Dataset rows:
***
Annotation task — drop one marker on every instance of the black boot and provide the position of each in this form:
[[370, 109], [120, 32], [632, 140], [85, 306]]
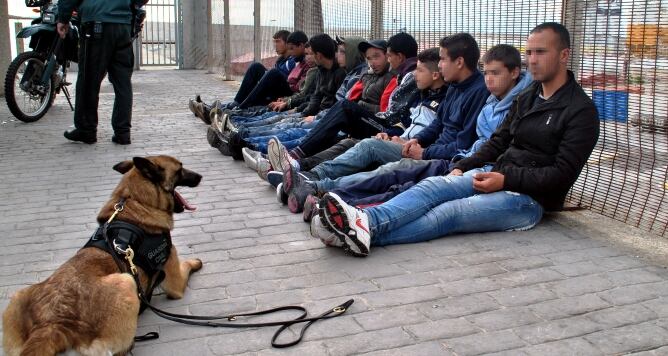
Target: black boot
[[80, 136]]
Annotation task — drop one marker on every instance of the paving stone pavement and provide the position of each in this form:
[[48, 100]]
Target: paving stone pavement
[[548, 291]]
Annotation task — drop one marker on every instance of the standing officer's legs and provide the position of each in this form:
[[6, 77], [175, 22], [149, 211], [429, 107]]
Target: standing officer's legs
[[120, 74], [93, 61]]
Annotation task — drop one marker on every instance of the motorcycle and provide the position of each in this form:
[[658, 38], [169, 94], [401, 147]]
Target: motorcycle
[[34, 78]]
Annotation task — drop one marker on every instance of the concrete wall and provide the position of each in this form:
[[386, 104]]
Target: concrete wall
[[195, 38], [5, 49]]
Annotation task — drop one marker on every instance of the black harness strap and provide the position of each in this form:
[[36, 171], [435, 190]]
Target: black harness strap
[[212, 321]]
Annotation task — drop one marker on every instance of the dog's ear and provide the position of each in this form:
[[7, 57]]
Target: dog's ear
[[123, 167], [150, 171]]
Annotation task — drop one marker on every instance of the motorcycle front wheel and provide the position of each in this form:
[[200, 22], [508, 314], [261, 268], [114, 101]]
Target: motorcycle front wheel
[[25, 99]]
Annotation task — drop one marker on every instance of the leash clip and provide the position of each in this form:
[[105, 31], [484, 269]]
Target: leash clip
[[339, 309], [129, 256], [118, 207]]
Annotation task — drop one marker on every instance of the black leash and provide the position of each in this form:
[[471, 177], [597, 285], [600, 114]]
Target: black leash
[[211, 321]]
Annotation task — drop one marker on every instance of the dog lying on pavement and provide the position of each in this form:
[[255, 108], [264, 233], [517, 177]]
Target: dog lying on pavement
[[88, 305]]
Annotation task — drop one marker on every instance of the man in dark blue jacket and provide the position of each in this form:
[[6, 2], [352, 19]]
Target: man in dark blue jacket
[[467, 93], [527, 166], [105, 48]]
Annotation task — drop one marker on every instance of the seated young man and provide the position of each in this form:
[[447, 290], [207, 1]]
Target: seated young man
[[253, 130], [364, 101], [395, 100], [328, 80], [422, 111], [503, 79], [526, 168], [443, 138], [352, 61], [261, 86]]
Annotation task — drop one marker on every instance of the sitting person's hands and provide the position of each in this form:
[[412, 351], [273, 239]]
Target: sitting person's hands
[[397, 139], [412, 149], [280, 106], [273, 105], [488, 182], [456, 172]]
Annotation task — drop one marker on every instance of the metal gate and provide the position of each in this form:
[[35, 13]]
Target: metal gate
[[160, 41]]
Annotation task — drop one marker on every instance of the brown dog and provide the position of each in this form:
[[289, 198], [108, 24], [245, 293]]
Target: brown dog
[[87, 305]]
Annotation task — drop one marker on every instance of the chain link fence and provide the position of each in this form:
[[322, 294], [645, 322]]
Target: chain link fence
[[620, 56]]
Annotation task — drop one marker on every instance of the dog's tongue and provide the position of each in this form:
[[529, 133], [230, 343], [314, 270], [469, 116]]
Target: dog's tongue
[[184, 202]]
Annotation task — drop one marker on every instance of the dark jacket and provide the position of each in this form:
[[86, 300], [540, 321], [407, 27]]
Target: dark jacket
[[541, 149], [397, 112], [373, 87], [110, 11], [457, 117], [327, 83], [300, 99]]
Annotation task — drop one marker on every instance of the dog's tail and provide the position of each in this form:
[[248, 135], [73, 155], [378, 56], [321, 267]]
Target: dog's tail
[[46, 340]]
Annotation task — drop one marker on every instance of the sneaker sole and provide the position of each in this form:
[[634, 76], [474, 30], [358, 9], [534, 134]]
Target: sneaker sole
[[280, 195], [250, 162], [310, 209], [191, 106], [293, 204], [212, 137], [341, 227], [274, 154]]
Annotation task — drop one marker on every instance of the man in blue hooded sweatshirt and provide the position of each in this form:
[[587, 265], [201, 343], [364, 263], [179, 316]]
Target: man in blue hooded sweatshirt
[[504, 80]]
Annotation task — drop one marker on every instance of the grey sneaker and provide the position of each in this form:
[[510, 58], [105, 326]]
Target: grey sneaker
[[263, 168], [348, 222], [322, 232], [274, 152], [280, 194], [250, 157]]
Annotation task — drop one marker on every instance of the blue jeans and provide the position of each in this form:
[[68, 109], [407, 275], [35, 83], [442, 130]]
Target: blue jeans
[[439, 206], [290, 138], [271, 86], [344, 116], [258, 119], [328, 184], [365, 153]]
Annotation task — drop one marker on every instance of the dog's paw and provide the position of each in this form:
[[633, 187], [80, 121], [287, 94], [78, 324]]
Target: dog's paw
[[195, 264]]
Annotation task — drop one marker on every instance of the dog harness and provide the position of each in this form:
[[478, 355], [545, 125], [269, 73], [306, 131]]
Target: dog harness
[[151, 250]]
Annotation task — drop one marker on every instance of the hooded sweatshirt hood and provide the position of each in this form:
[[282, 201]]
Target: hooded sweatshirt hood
[[494, 112], [353, 55]]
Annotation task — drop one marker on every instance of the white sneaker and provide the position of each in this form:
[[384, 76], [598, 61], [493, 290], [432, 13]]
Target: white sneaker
[[349, 223], [320, 231], [263, 168], [274, 152], [281, 196], [250, 157]]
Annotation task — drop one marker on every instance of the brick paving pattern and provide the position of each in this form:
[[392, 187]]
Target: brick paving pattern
[[548, 291]]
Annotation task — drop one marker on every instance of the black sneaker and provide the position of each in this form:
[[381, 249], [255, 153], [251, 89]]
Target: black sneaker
[[297, 197], [236, 143], [310, 207], [121, 139], [224, 146], [212, 137], [80, 136]]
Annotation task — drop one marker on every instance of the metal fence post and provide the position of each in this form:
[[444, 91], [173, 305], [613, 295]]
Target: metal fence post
[[19, 42], [227, 47], [209, 37], [299, 18], [137, 52], [571, 17], [376, 19], [5, 46], [257, 32]]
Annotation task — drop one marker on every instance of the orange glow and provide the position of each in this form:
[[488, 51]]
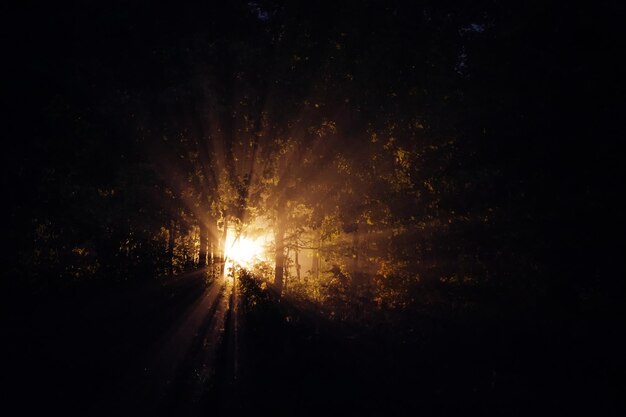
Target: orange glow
[[244, 250]]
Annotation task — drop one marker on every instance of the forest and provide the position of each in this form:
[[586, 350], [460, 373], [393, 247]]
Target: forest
[[313, 208]]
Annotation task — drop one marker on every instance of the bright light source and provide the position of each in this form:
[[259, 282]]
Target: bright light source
[[243, 250]]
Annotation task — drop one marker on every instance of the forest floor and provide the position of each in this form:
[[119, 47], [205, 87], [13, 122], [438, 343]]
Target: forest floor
[[191, 345]]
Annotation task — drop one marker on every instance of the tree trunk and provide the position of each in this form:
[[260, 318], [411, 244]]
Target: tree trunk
[[315, 262], [204, 241], [170, 246], [280, 250], [297, 263], [224, 249]]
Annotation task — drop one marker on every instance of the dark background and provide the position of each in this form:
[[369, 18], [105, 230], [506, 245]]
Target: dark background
[[91, 87]]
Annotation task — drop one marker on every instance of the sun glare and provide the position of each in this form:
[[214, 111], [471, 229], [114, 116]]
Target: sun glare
[[243, 250]]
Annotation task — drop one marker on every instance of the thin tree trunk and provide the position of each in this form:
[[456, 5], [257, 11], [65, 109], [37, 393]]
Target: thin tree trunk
[[296, 251], [204, 240], [280, 250], [223, 245], [315, 262], [170, 246]]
***
What is being asked: Rewrite all of the lines above with "place a single point" in place of every "drop one marker", changing nothing else, and leave the pictures out.

Solved problem:
Annotation task — place a single point on every instance of the black boot and provide the position of each in this form:
[[370, 109], [120, 32], [632, 140], [85, 306]]
Target: black boot
[[80, 136]]
Annotation task — place a single point on every instance of the paving stone pavement and provide the position of each in this form:
[[48, 100]]
Target: paving stone pavement
[[548, 291]]
Annotation task — place a single point on every instance of the standing officer's legs and provide the position of each in this form:
[[6, 77], [175, 22], [149, 211], [429, 107]]
Target: standing officer's legs
[[120, 74], [93, 61]]
Annotation task — place a single point on every instance of the motorcycle and provide the position of each in this form:
[[658, 38], [169, 94], [401, 147]]
Target: motorcycle
[[34, 78]]
Annotation task — place a single point on every instance of the concrete wall and provide the position of each in this form:
[[386, 104]]
Target: concrete wall
[[195, 38], [5, 49]]
Annotation task — place a single point on every instance of the black harness strap and provide the position of each in this form:
[[36, 171], [435, 190]]
Target: black harness strap
[[212, 321]]
Annotation task — place a single point on every instance of the dog's ear and provide the position of each in this form:
[[7, 57]]
Target: dog's ear
[[123, 167], [150, 171]]
Annotation task — place a single point on every instance of the motorcycle front wheel and provide the position of each in this form:
[[200, 22], [508, 314], [261, 268], [114, 101]]
Target: motorcycle front wheel
[[25, 99]]
Annotation task — place a single point on every instance of the leash clip and provide the position of each in this form:
[[105, 31], [484, 269]]
Target: leash clip
[[339, 309], [129, 256], [118, 207]]
Annotation task — place a single point on every instance of the black leash and provide the position of each in this form:
[[471, 177], [597, 285], [600, 114]]
Target: black leash
[[211, 321]]
Annotation task — place a single point on every instance of the dog lying on pavement and provide the position of each in this form:
[[255, 108], [264, 233], [517, 177]]
Target: dog lying on pavement
[[88, 305]]
Annotation task — place a single point on every instance of the man in dark blue jacket and provide the position of each in this form:
[[6, 2], [352, 19]]
Target: man in dark blue jacket
[[467, 93], [527, 166], [105, 48]]
Annotation task — place a single point on every instance of the seated young man and provide the position of each in this form:
[[447, 290], [207, 1]]
Target: seated young man
[[253, 130], [364, 101], [395, 100], [328, 80], [422, 111], [503, 79], [526, 168], [443, 138], [352, 61], [261, 86]]
Annotation task — place a single point on every instance of the sitting person's hands and provide the position of each in this form:
[[412, 351], [273, 239]]
Target: sitting person's hands
[[397, 139], [412, 149], [280, 106], [273, 105], [488, 182], [456, 172]]
Annotation task — place a single point on every instance of the metal gate and provide the position of each in this form:
[[35, 13]]
Target: metal gate
[[160, 41]]
Annotation task — place a single point on every instance of the brown dog and provide the position of each in this form:
[[289, 198], [108, 24], [245, 293]]
Target: brown dog
[[87, 305]]
Annotation task — place a single point on every instance of the chain link fence and provide the position of each in this form:
[[322, 294], [645, 322]]
Target: chain link fence
[[620, 56]]
Annotation task — place a single point on every instance of the dog's tongue and provide the position of each in this form:
[[529, 133], [230, 343], [314, 270], [469, 116]]
Target: dog's tongue
[[184, 202]]
Annotation task — place a single point on every instance of the dark jacket and provide the position of each in this form:
[[86, 300], [540, 321], [407, 27]]
Target: dark jacket
[[541, 149], [397, 112], [373, 87], [110, 11], [457, 117], [327, 83], [300, 99]]
Annotation task — place a single point on every instance of the dog's tail and provide the position of each in this form:
[[248, 135], [73, 155], [378, 56], [321, 267]]
Target: dog's tail
[[46, 340]]
Annotation task — place a single point on every instance of the sneaker sole and provide the position of each in this form:
[[634, 76], [474, 30], [358, 9], [534, 134]]
Target: sneaker sole
[[280, 195], [250, 162], [310, 209], [191, 106], [293, 204], [212, 137], [341, 227], [274, 154]]
Annotation task — place a single point on every instance of the man in blue hooded sweatshirt and provide the position of each in this form:
[[587, 265], [201, 343], [364, 263], [179, 316]]
Target: man in blue hooded sweatshirt
[[504, 80]]
Annotation task — place a single point on every instance of the grey sneaker and provide the position of each in this form:
[[510, 58], [105, 326]]
Target: grey sneaker
[[263, 168], [348, 222], [322, 232], [274, 152], [280, 194], [250, 157]]
Annotation task — place a single point on every instance of the blue jeans and provide the position of each in this form:
[[68, 109], [407, 275], [35, 83], [442, 130]]
Target: blue jeans
[[439, 206], [290, 138], [271, 86], [344, 116], [258, 119], [328, 184], [365, 153]]
Annotation task — place a single point on every instance of the dog's paw and provide the position of each in this form:
[[633, 187], [80, 121], [287, 94], [78, 324]]
Target: dog's paw
[[195, 264]]
Annotation task — place a single point on every instance of the dog harness and provide the position of each in this form:
[[478, 355], [545, 125], [269, 73], [306, 131]]
Target: dog harness
[[151, 250]]
Annotation task — place a single point on every instance of the hooded sweatshirt hood and provide the position of each in this form:
[[282, 201]]
Target: hooded sweatshirt hood
[[494, 112], [353, 55]]
Annotation task — place a single point on every instance of the white sneaker and provide the position of each in this form:
[[384, 76], [598, 61], [493, 290], [432, 13]]
Target: white sneaker
[[349, 223], [320, 231], [263, 168], [274, 152], [281, 196], [250, 157]]
Annotation task — place a single point on every instance of the brick paving pattern and provide the position of each in this form:
[[392, 187]]
Target: brick paving pattern
[[548, 291]]
Annotation task — place a single point on every instance of the black sneaker and provide the position of each in this form:
[[381, 249], [255, 153], [251, 89]]
Target: black sneaker
[[297, 197], [236, 143], [310, 207], [121, 139], [224, 146], [212, 137], [80, 136]]
Annotation task — place a single point on every instance of the metal fence post and provide the position of each in this form:
[[444, 91], [173, 305], [613, 295]]
Target: metal fence post
[[19, 42], [227, 47], [209, 37], [299, 18], [137, 52], [571, 17], [376, 19], [5, 46], [257, 32]]
Annotation task — place a single point on every instance of the orange glow and provide the position of each in this form:
[[488, 51]]
Target: orange glow
[[244, 250]]
Annotation task — place a single point on every instance of the forest and provide the position of each in this form:
[[586, 350], [460, 373], [393, 247]]
Target: forest
[[313, 208]]
Annotation task — place a single point on every instance of the bright light source and provide the position of each in this form:
[[259, 282]]
Target: bright light source
[[243, 250]]
Annotation task — place a single point on every instance of the forest floor and provide the position of each in this form:
[[119, 47], [205, 87], [13, 122], [438, 343]]
Target: forest floor
[[191, 345]]
Annotation task — place a single point on every instance of the tree trunk and provide the position of each in this form:
[[260, 318], [411, 244]]
Target: tree trunk
[[315, 262], [204, 241], [170, 246], [280, 250], [297, 263], [224, 249]]
Annotation task — place a single point on every instance of the dark background and provide the position of each in this form:
[[369, 18], [105, 230], [506, 245]]
Target: dark background
[[91, 87]]
Annotation task — place a single point on every instance of the sun glare and provide the position of each in this form:
[[214, 111], [471, 229], [114, 116]]
Target: sun glare
[[243, 250]]
Annotation task — place a single point on every instance of the thin tree trunk and provide the position of each in this form:
[[456, 5], [257, 11], [65, 109], [37, 393]]
Target: thin tree trunk
[[296, 251], [204, 240], [280, 250], [223, 245], [315, 262], [170, 246]]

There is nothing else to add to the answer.